WHAT YOU SHOULD DO:
Copy the entire listing, down to the final line, exactly.
___
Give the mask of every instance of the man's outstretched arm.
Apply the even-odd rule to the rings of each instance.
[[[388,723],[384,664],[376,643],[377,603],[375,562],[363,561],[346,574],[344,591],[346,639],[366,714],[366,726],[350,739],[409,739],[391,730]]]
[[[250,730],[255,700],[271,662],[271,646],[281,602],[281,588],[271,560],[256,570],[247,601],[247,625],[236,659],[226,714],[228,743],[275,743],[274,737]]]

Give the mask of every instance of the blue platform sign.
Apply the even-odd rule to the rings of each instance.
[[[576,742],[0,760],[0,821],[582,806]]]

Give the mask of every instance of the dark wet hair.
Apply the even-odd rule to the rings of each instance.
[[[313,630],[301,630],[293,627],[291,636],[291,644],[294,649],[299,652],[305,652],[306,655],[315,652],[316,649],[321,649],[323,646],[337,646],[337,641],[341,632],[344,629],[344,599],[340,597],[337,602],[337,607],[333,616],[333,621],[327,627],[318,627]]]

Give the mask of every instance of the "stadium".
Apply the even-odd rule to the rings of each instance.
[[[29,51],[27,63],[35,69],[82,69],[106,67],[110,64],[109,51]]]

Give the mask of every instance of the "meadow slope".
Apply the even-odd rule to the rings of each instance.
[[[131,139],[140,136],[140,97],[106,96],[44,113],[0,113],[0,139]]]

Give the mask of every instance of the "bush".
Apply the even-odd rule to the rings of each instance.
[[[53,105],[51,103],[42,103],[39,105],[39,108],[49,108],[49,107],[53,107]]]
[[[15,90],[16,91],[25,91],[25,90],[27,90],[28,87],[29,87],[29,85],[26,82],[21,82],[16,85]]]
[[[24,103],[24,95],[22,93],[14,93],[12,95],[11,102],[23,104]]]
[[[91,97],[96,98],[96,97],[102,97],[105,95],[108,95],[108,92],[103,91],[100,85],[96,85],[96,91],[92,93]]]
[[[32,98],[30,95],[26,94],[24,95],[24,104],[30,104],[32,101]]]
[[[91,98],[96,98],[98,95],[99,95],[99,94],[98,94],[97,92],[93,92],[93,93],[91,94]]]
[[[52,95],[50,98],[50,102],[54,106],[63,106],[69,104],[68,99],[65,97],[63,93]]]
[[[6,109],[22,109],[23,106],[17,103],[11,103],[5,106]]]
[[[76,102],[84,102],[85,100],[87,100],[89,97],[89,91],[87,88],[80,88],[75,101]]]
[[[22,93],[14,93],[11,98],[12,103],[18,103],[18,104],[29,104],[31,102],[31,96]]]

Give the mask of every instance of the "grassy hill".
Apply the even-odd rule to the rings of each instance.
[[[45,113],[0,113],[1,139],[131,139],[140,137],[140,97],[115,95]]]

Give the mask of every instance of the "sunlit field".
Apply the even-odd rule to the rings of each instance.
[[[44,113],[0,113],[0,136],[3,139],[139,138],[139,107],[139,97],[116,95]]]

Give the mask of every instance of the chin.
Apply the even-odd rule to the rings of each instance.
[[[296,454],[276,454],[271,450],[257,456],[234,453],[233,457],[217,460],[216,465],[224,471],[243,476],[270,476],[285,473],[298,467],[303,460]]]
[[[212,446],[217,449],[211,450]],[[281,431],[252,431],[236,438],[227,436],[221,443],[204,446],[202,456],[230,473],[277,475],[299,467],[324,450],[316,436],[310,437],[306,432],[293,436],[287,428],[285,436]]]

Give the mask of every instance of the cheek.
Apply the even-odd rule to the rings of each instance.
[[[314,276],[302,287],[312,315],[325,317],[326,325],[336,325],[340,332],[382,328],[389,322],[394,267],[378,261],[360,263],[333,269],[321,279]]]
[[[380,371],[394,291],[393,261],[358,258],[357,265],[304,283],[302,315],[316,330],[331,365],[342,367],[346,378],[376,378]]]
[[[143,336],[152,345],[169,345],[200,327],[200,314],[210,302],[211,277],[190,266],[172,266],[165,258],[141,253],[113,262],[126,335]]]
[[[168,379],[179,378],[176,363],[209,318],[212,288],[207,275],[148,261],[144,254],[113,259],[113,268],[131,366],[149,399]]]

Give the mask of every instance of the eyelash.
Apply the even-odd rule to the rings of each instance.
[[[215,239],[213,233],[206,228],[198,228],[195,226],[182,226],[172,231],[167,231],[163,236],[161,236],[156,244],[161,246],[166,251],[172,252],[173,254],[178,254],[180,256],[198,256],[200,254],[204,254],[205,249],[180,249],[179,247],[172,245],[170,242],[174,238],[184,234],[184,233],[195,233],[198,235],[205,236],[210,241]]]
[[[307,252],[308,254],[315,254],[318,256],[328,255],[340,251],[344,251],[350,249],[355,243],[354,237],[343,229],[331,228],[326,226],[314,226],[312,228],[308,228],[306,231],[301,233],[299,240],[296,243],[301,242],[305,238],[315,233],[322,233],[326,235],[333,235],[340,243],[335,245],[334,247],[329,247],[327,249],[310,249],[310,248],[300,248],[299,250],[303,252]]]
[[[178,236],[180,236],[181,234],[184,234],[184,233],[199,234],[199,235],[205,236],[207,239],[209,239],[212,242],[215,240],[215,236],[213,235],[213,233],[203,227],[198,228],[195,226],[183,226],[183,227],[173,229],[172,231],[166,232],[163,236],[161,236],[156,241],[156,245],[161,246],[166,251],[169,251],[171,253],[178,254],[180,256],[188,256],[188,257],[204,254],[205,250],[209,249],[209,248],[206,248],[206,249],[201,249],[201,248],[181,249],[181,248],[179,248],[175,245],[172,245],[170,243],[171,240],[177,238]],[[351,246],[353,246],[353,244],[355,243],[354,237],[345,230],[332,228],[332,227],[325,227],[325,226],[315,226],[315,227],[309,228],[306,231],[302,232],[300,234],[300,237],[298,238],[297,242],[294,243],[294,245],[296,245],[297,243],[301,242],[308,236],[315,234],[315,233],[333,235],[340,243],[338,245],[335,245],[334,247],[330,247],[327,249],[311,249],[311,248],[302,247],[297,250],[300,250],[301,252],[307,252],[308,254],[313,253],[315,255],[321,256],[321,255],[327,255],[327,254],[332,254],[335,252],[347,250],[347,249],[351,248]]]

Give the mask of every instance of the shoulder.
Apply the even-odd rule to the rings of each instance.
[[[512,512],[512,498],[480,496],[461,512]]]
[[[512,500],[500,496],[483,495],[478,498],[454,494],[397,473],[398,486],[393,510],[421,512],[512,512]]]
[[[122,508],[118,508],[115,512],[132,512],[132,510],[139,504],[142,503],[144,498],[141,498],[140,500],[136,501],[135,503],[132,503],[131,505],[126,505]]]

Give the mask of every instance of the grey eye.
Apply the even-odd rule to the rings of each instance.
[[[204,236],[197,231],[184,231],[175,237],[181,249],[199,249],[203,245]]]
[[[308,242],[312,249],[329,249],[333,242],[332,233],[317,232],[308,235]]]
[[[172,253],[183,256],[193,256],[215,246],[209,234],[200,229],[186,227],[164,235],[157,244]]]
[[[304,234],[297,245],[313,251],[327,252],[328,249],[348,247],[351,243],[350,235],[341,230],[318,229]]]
___
RESULT FOR THIS TASK:
Give the mask of every instance of the man's outstretched arm.
Apply the even-odd rule to the rings of each instance.
[[[388,723],[384,664],[376,643],[377,603],[375,562],[363,561],[346,574],[344,591],[346,639],[366,714],[366,726],[350,739],[409,739],[391,730]]]
[[[250,730],[255,700],[271,662],[271,646],[281,602],[281,588],[271,560],[256,570],[247,601],[247,625],[236,659],[226,714],[228,743],[275,743],[274,737]]]

Give the mask of every instance of the blue platform sign.
Apply the even-odd rule to the rings of each instance.
[[[576,742],[0,760],[0,821],[582,806]]]

Give the mask of every instance of the dark wet hair.
Apply the even-odd rule to the rings of each instance.
[[[313,630],[301,630],[293,627],[291,636],[291,644],[294,649],[299,652],[305,652],[306,655],[315,652],[316,649],[321,649],[323,646],[337,646],[337,641],[341,632],[344,629],[344,599],[340,597],[337,602],[337,607],[333,616],[333,621],[327,627],[318,627]]]

Give the mask of every instance of the "stadium".
Apply the even-odd rule to the rings of each instance.
[[[29,51],[27,63],[35,69],[82,69],[106,67],[110,64],[109,51]]]

Give the mask of every instance of the "meadow slope".
Apply the even-odd rule to the rings of each instance.
[[[131,139],[140,136],[140,97],[106,96],[44,113],[0,113],[0,139]]]

Give the mask of every instance of the "bush".
Apply the even-odd rule to the rings of each instance.
[[[53,105],[51,103],[42,103],[39,105],[39,108],[49,108],[49,107],[53,107]]]
[[[15,90],[16,91],[25,91],[25,90],[27,90],[28,87],[29,87],[29,85],[26,82],[21,82],[16,85]]]
[[[24,103],[24,95],[22,93],[14,93],[12,95],[11,102],[23,104]]]
[[[91,97],[96,98],[96,97],[102,97],[105,95],[108,95],[108,92],[103,91],[100,85],[96,85],[96,91],[92,93]]]
[[[32,98],[30,95],[26,94],[24,95],[24,104],[30,104],[32,101]]]
[[[91,98],[96,98],[98,95],[99,95],[99,94],[98,94],[97,92],[93,92],[93,93],[91,94]]]
[[[52,95],[50,98],[50,102],[54,106],[63,106],[69,104],[68,99],[65,97],[63,93]]]
[[[6,109],[22,109],[23,106],[17,103],[11,103],[5,106]]]
[[[76,102],[84,102],[85,100],[87,100],[89,97],[89,91],[87,88],[80,88],[75,101]]]
[[[22,93],[14,93],[11,98],[12,103],[18,103],[18,104],[29,104],[31,102],[31,96]]]

Give the mask of every instance of the "grassy hill".
Apply the even-odd rule to the rings of each instance.
[[[45,113],[0,113],[1,139],[131,139],[140,137],[140,97],[115,95]]]

Give the mask of every instance of the "sunlit field".
Apply the even-odd rule to the rings of each instance.
[[[44,113],[0,113],[0,136],[3,139],[139,138],[139,107],[139,97],[116,95]]]

Give the mask of every instance of the chin.
Apply the even-odd rule to the rings of each instance.
[[[296,454],[276,454],[271,450],[257,456],[234,453],[233,457],[217,460],[216,465],[224,471],[243,476],[270,476],[285,473],[298,467],[303,460]]]
[[[212,446],[217,449],[211,450]],[[281,431],[252,431],[236,438],[227,436],[221,443],[204,446],[202,456],[230,473],[277,475],[299,467],[324,450],[316,436],[310,437],[306,432],[293,436],[287,428],[285,436]]]

Give the mask of every instance of the cheek.
Apply the even-odd rule to the rings of each instance.
[[[314,276],[302,287],[312,315],[325,317],[326,325],[336,325],[340,332],[382,328],[389,322],[394,267],[378,261],[360,263],[333,269],[321,279]]]
[[[380,371],[394,291],[393,261],[358,258],[357,265],[304,283],[302,315],[316,330],[331,365],[342,367],[346,378],[376,378]]]
[[[143,336],[152,345],[169,345],[200,327],[200,314],[210,302],[211,277],[190,266],[172,266],[165,258],[141,253],[113,262],[126,335]]]
[[[168,379],[179,378],[176,363],[209,318],[212,288],[207,275],[148,261],[144,254],[113,259],[113,268],[131,366],[149,399]]]

Give the mask of every instance of the eyelash.
Apply the even-odd rule to the rings of each instance.
[[[215,239],[213,233],[206,228],[198,228],[195,226],[182,226],[172,231],[167,231],[163,236],[161,236],[156,244],[161,246],[166,251],[172,252],[173,254],[178,254],[180,256],[198,256],[200,254],[204,254],[205,249],[180,249],[179,247],[172,245],[170,242],[174,238],[184,234],[184,233],[195,233],[198,235],[205,236],[210,241]]]
[[[307,252],[308,254],[315,254],[318,256],[328,255],[340,251],[344,251],[350,249],[355,243],[354,237],[343,229],[331,228],[326,226],[314,226],[312,228],[308,228],[306,231],[301,233],[299,240],[296,243],[301,242],[305,238],[315,233],[322,233],[326,235],[333,235],[340,243],[335,245],[334,247],[329,247],[327,249],[310,249],[310,248],[300,248],[299,250],[303,252]]]
[[[178,236],[180,236],[181,234],[184,234],[184,233],[199,234],[199,235],[205,236],[207,239],[209,239],[212,242],[215,240],[215,236],[213,235],[213,233],[203,227],[198,228],[195,226],[183,226],[183,227],[173,229],[172,231],[166,232],[163,236],[161,236],[156,241],[156,245],[161,246],[166,251],[169,251],[171,253],[178,254],[180,256],[188,256],[188,257],[204,254],[205,250],[209,249],[209,248],[206,248],[206,249],[201,249],[201,248],[181,249],[181,248],[179,248],[175,245],[172,245],[170,243],[171,240],[177,238]],[[351,246],[353,246],[353,244],[355,243],[354,237],[345,230],[332,228],[332,227],[325,227],[325,226],[315,226],[315,227],[309,228],[306,231],[302,232],[300,234],[300,237],[298,238],[297,242],[294,243],[294,245],[296,245],[297,243],[301,242],[308,236],[315,234],[315,233],[333,235],[340,243],[338,245],[335,245],[334,247],[330,247],[327,249],[311,249],[311,248],[302,247],[297,250],[300,250],[301,252],[307,252],[308,254],[313,253],[315,255],[321,256],[321,255],[327,255],[327,254],[332,254],[335,252],[347,250],[347,249],[351,248]]]

Give the mask of every instance of the shoulder.
Apply the even-odd rule to the rings of each instance.
[[[512,512],[512,498],[480,496],[461,512]]]
[[[512,500],[500,496],[483,495],[478,498],[454,494],[397,473],[398,486],[393,510],[421,512],[512,512]]]
[[[122,508],[118,508],[115,512],[132,512],[132,510],[139,504],[142,503],[144,498],[141,498],[140,500],[136,501],[135,503],[132,503],[131,505],[126,505]]]

Give the mask of every instance of the grey eye.
Apply the even-odd rule to the rings of each instance.
[[[204,236],[197,231],[184,231],[175,237],[181,249],[199,249],[203,245]]]
[[[308,242],[312,249],[329,249],[333,242],[332,233],[317,232],[308,235]]]
[[[172,253],[183,256],[193,256],[215,246],[209,234],[200,229],[186,227],[164,235],[157,244]]]
[[[304,234],[297,245],[313,251],[327,252],[328,249],[348,247],[351,243],[350,235],[341,230],[318,229]]]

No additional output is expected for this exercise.